• **Input data**:
::::::::::

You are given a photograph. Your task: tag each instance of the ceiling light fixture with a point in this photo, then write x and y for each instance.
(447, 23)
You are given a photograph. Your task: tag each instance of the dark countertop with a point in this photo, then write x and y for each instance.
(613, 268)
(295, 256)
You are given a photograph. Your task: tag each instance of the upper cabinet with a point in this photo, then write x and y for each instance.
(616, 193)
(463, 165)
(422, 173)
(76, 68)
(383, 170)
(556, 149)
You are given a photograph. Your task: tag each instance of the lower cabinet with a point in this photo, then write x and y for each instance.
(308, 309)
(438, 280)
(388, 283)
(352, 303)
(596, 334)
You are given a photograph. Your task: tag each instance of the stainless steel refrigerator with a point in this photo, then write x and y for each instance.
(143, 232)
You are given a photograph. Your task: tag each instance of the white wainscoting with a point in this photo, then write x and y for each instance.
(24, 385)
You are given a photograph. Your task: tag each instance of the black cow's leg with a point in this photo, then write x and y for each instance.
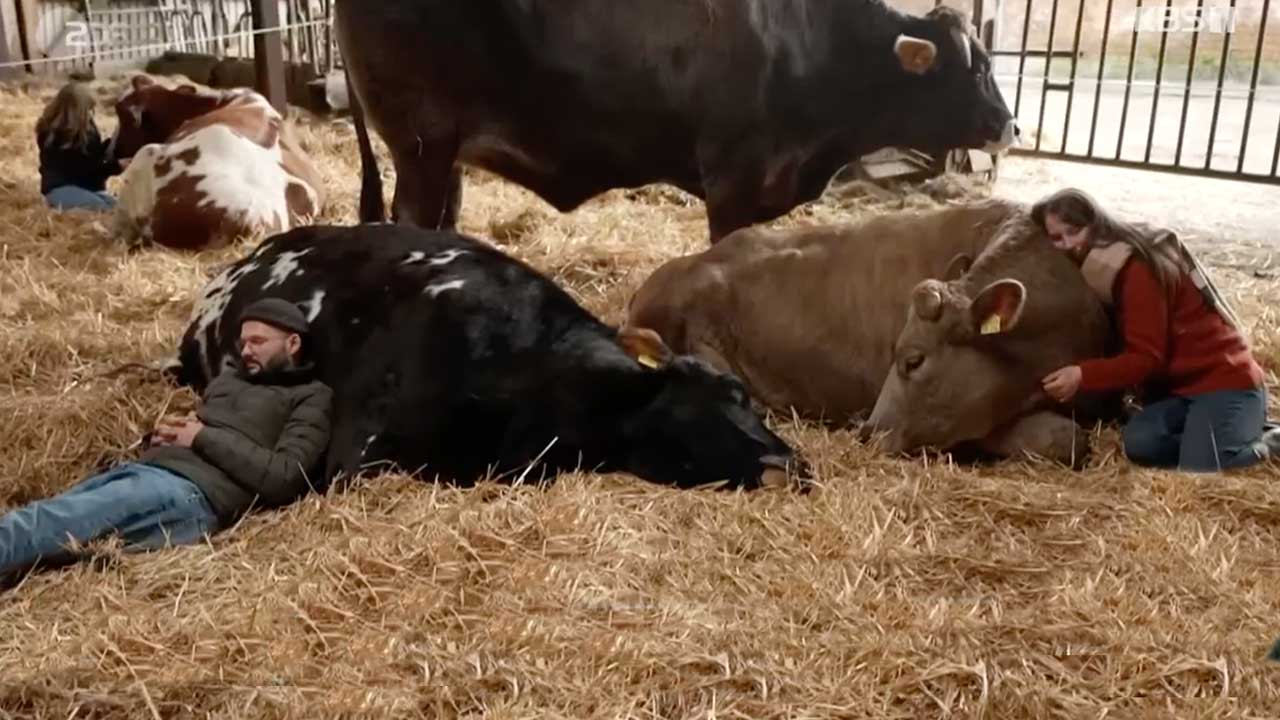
(727, 212)
(453, 205)
(426, 185)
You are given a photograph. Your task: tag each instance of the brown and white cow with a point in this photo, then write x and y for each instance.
(206, 167)
(888, 317)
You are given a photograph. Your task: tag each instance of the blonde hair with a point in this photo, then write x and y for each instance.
(1157, 249)
(68, 118)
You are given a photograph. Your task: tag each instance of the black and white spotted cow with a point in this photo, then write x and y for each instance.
(452, 360)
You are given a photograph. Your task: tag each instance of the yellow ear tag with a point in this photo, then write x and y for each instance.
(992, 324)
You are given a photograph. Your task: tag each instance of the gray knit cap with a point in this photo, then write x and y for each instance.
(278, 313)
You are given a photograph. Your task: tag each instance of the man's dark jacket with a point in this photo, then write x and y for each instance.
(263, 441)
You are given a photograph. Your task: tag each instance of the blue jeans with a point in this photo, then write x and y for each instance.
(1201, 433)
(149, 507)
(68, 196)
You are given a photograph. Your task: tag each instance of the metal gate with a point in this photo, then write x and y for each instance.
(1187, 86)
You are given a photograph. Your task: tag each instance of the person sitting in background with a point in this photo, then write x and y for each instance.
(257, 434)
(1183, 346)
(74, 160)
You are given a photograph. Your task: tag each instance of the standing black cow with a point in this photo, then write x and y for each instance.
(452, 359)
(748, 104)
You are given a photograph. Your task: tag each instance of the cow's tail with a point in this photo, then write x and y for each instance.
(371, 209)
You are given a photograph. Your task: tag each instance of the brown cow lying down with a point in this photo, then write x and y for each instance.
(836, 322)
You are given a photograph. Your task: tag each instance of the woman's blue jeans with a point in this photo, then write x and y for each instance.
(1201, 433)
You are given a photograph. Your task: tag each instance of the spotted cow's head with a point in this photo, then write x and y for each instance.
(152, 113)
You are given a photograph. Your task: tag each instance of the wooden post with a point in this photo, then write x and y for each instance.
(269, 54)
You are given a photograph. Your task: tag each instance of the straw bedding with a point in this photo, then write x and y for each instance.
(897, 588)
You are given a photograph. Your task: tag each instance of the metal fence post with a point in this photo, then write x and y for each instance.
(10, 39)
(268, 53)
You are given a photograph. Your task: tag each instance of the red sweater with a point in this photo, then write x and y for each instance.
(1183, 342)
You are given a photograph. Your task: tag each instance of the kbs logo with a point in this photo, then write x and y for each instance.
(85, 36)
(1216, 21)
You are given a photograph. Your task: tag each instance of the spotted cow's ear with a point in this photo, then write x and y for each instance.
(915, 54)
(645, 347)
(999, 306)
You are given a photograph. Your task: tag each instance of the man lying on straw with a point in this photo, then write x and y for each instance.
(257, 434)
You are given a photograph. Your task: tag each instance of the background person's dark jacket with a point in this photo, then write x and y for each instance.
(82, 167)
(263, 441)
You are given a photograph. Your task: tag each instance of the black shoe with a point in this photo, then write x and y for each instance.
(1271, 441)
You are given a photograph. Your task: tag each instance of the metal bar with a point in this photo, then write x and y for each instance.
(1275, 158)
(1141, 165)
(1253, 85)
(1191, 78)
(1070, 96)
(1155, 91)
(1048, 62)
(86, 7)
(1022, 59)
(1128, 86)
(1097, 90)
(269, 54)
(1031, 53)
(1217, 95)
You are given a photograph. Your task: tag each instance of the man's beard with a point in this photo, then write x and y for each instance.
(275, 364)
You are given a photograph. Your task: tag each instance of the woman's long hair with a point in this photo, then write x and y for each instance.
(1159, 249)
(68, 119)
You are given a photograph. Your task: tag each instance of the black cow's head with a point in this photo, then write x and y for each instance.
(694, 424)
(950, 98)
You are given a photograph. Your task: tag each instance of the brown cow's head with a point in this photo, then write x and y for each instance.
(974, 350)
(151, 113)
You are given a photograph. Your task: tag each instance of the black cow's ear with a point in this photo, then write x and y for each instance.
(999, 306)
(915, 54)
(645, 347)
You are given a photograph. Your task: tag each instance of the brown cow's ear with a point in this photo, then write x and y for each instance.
(927, 301)
(999, 306)
(915, 54)
(958, 267)
(644, 346)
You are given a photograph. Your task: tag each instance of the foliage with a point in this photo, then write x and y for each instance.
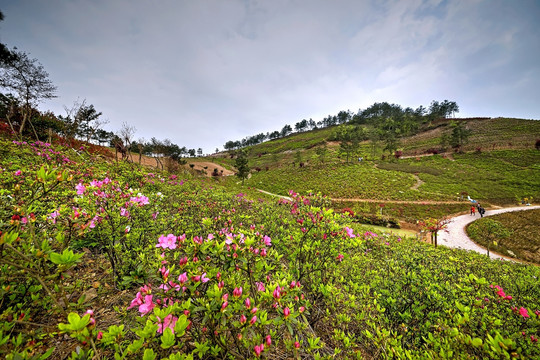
(28, 79)
(208, 272)
(241, 165)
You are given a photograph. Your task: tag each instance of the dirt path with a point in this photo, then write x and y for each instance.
(418, 182)
(198, 165)
(422, 202)
(456, 237)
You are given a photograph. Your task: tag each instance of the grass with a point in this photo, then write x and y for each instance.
(524, 240)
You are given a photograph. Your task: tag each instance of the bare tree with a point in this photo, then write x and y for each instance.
(29, 80)
(82, 120)
(126, 134)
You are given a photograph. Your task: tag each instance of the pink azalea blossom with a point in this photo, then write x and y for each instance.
(349, 232)
(286, 312)
(237, 292)
(147, 306)
(258, 350)
(167, 242)
(168, 322)
(164, 272)
(277, 292)
(183, 278)
(138, 300)
(80, 189)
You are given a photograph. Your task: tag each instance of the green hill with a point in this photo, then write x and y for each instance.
(107, 259)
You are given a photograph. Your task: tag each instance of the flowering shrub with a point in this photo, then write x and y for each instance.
(189, 269)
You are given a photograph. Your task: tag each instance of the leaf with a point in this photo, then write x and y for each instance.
(149, 354)
(168, 339)
(476, 342)
(135, 346)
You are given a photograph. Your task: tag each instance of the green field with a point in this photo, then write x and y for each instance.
(108, 259)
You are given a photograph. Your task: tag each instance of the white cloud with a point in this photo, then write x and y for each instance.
(205, 72)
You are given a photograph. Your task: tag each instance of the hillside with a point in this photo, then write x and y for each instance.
(102, 259)
(498, 165)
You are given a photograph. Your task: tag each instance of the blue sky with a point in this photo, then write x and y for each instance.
(201, 73)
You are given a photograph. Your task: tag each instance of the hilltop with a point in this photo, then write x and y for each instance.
(103, 258)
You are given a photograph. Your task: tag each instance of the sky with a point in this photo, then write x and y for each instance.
(203, 72)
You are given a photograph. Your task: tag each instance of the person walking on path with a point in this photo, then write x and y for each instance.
(455, 236)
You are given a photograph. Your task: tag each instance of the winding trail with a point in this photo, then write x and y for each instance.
(456, 237)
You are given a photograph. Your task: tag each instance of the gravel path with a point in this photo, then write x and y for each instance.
(455, 236)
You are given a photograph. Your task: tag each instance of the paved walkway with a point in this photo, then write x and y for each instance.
(455, 236)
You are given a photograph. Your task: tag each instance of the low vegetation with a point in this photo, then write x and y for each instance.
(516, 234)
(230, 274)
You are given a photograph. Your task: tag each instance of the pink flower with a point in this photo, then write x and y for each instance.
(141, 200)
(286, 312)
(164, 272)
(80, 189)
(167, 242)
(258, 350)
(168, 322)
(277, 292)
(182, 278)
(237, 292)
(147, 306)
(523, 312)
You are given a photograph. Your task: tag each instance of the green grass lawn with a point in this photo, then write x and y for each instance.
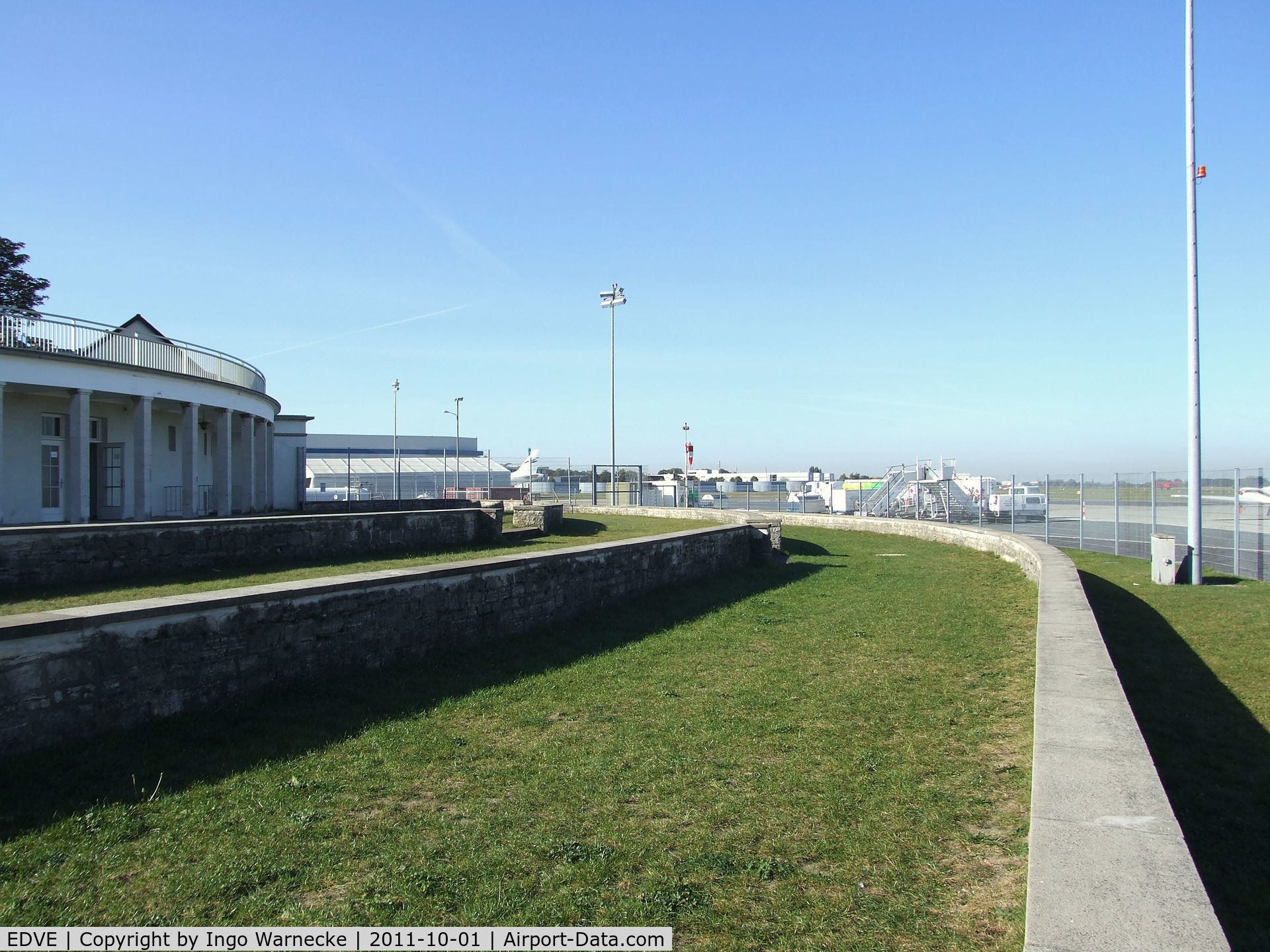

::::::::::

• **What is being asked**:
The material above is to be output exactly, with each picture left out.

• **Solution below**:
You are given a photograph. Your task: tag each instance of the ceiling light fixture with a point in this photo, then write x and y for each instance.
(447, 23)
You are given a photograph. Your task: tag each instance of the dark countertop with a point in this photo, then write x and y for each instance.
(613, 268)
(295, 256)
You are given a photograph. Your task: tag each instance of the upper cabinet with a point in this photo, then write x and y for each instance.
(616, 193)
(463, 165)
(422, 173)
(76, 68)
(383, 170)
(556, 149)
You are given a photograph. Your task: tag each instance of the lower cabinet with a point in this photo, then write x and y for each instance.
(308, 309)
(438, 280)
(388, 283)
(352, 303)
(596, 334)
You are given a photograph. Your task: tag each instance of the stainless steel refrigerator with a point in this photo, then write x and y for each instance.
(143, 232)
You are given a photograph. Your task: tag each instance of the white wainscoting with a point in this photo, then write x and y for each instance.
(24, 385)
You are given a photograph. Your task: tag each instance of the black cow's leg with a point in this photo, then write x and y for each instance.
(727, 212)
(453, 205)
(426, 185)
You are given a photograph. Your task: tag each instance of the brown and white cow with a point in this photo, then write x and y for each instance.
(206, 167)
(888, 317)
You are given a photograph. Your task: tag each instance of the blonde hair with a point in this photo, then write x and y for each instance.
(1157, 249)
(68, 118)
You are given a photograph. Your task: tag each instance of the black and white spotted cow with a point in this photo, then write x and y for each instance.
(452, 360)
You are given a photograph. Your task: tag each instance of the yellow ear tag with a point in this photo, then write x and y for each instance.
(992, 324)
You are given a photograph. Your task: tag each instance of the gray knit cap with a point in this photo, then write x and y for each instance.
(278, 313)
You are given a photograph. Your task: tag each instance of the man's dark jacket with a point in this photo, then write x and y for each instance.
(263, 441)
You are given a photograph. Your task: tag each instance of the blue jeans with a point in this photo, then write x and y for each instance.
(1201, 433)
(149, 507)
(68, 196)
You are given a photograph. Your task: tag each instance of the metal gate with a point in this photo, then write x and y for each instance.
(1187, 86)
You are given a photograph. Your task: tag each instance of the person sitting in background with a point in this photo, then write x and y for each instance.
(257, 434)
(1183, 346)
(74, 160)
You are given a photograph. Your task: tag each instance of the standing black cow with a point in this photo, then write x and y for each instance.
(452, 359)
(748, 104)
You are given a photograph. Your task: tag each instance of the cow's tail with a point in this photo, then write x and y for each instance.
(371, 209)
You are given a photograph. Your task: tag each instance of the brown cow lying down with a point in this photo, then write x and y for each instance.
(836, 322)
You are given a photograph. Your task: tag each instance of the woman's blue jeans with a point in this photo, then write x and y for each instance.
(1201, 433)
You are given a photograph. Your task: tag each instance of the spotted cow's head with a point in this photo, then write x and y for each instance.
(152, 113)
You are given a photograph. Your task: tag each instance of the wooden post with a point in this photo, then write x and y for each instance.
(269, 54)
You are given a photograph. Your task: tag each instance of the straw bedding with a point in this photo, then write x and y for each instance.
(897, 588)
You are given a photograph. Your task: tag each instance of the metal fence post with a point in this photo, then write x and y for each instance.
(10, 39)
(268, 53)
You are given a photograph. Your task: tag each instance of the red sweater with a point in this photo, then write x and y for each instance.
(1183, 342)
You are given a photograph. Your task: tag each instance of the kbs logo with a point in this photo, then write x and y for each instance.
(85, 36)
(1216, 21)
You are given a photograph. Your task: tag each instance of the spotted cow's ear with a point in this photo, then write x and y for each instance.
(915, 54)
(645, 347)
(999, 306)
You are given a photograph. Your task: tag each instance of the man lying on straw with a point in this photo, then write x and y for each instance.
(257, 434)
You are given a photograph. Your task: tag each instance of the background person's dark jacket with a point in this photo, then write x and y for each instance.
(82, 167)
(263, 441)
You are given a photograph. Your task: tag each instance of the black shoe with a point in this photo, then write x and y for each instance.
(1271, 441)
You are given a photograph. Your task: tag each instance of the metal bar with a point in this photo, then write x and y for each instance.
(1275, 158)
(1141, 165)
(1253, 85)
(1191, 78)
(1070, 96)
(1155, 91)
(1048, 62)
(86, 7)
(1022, 59)
(1128, 86)
(1097, 90)
(269, 54)
(1031, 53)
(1217, 95)
You are given a photograph. Your task: tag each instance of the man's beard with a point in this photo, then write x and y for each instance.
(275, 364)
You are given a photograph. Your task: tag each instance of the woman's long hair with a point in this photo, then write x and y for each instance.
(1159, 249)
(68, 119)
You are given a photograph. Your task: tag each instance of the black cow's head with a point in this photo, then write x and y for each instance.
(694, 424)
(950, 98)
You are given a photograph. Your task: tag each instance of the brown cow's head with a point in this photo, then write x and y for each instance.
(974, 350)
(151, 113)
You are given a photograph. Your task: tag each instance of the black cow's ear with a point in this photo, then write x and y for each instance.
(999, 306)
(915, 54)
(645, 347)
You are given a photograph. Your task: tag each instance of the brown cow's ear with a point in this photo, then write x and y for each instance.
(927, 301)
(999, 306)
(915, 54)
(958, 267)
(644, 346)
You are given a photograph. Your task: tag each instance of the foliage with a point in this photo, then write x and y for each instance.
(28, 79)
(208, 272)
(241, 165)
You are given a photograph. Your task: tag each instance of the dirt path with a point in this photo, then write x and y for each instance.
(418, 182)
(198, 165)
(422, 202)
(456, 237)
You are given a photograph. Your task: tag each instance of the grass with a point in this photo, then write x and y for each instance.
(524, 240)
You are given a photograph. Your task: tag each instance of the bare tree with a point in this photo, then write x and y for each instance.
(29, 80)
(82, 120)
(126, 134)
You are given a photograph. Your task: tag each instance of the pink azalea blossom with a point in this photo, then write x and y for each instance.
(349, 232)
(286, 312)
(237, 292)
(147, 306)
(258, 350)
(167, 242)
(168, 322)
(164, 272)
(277, 292)
(183, 278)
(138, 300)
(80, 189)
You are given a photograph. Your task: tag each instance of the green hill with a point in this photo, then write x and y for each instance.
(107, 259)
You are given a photograph. Your task: tag each instance of the flowering shrub with a point in this photo, then write x and y for each instance.
(189, 269)
You are given a photograph. Your task: tag each instance of the leaf with a point in this photo, then write x and y for each instance.
(149, 354)
(168, 339)
(476, 342)
(135, 346)
You are given a photograph. Your task: tag each instance of the green field with a point in this photo, then write x and y for each instance.
(108, 259)
You are given a photograph. Your task: tag each instance of the white cloud with a point in this photo, then write x and y for each instance.
(205, 72)
You are given a photograph. Your task: tag each instance of the hillside with a point in this photo, then write x and y for each instance.
(102, 259)
(498, 165)
You are given a photograph. Your task: tag each instance of the blue sky with a point in this photo, then write x and y for each instance.
(201, 73)
You are given a photograph. Your task: tag each instance of the hilltop with a point in this photo, then write x and y for each instance.
(103, 258)
You are given a photograph. Your task: tag each instance of the sky with a point in this photo, then write x and y for each instance.
(203, 72)
You are given a photograph. Your task: tag each instance of the person walking on path with a point in this photo, then write x and y for each instance.
(455, 236)
You are given a photograph. Your task: tag each instance of the winding trail with a point in this photo, then write x and y for each instance.
(456, 237)
You are given a photograph. Your task: tag each instance of the gravel path with a point in this photo, then write x and y for each instance.
(455, 236)
You are given a photograph. Your task: tag each instance of the paved walkway with a point in this photo, then write x and y for each instance.
(455, 236)
You are given a photograph. Your task: tag each instance of the low vegetation with a point in this photo, then write x and y for each instance.
(516, 234)
(230, 274)
You are given a photograph. Your task: tag each instance of the pink flower with a point in this photo, then write x and y for each instance.
(141, 200)
(286, 312)
(164, 272)
(80, 189)
(167, 242)
(258, 350)
(168, 322)
(277, 292)
(182, 278)
(237, 292)
(147, 306)
(523, 312)
You are given a photograph. Your task: tag each instance of the green grass lawn with a point in this photo, then write x and y for each instance.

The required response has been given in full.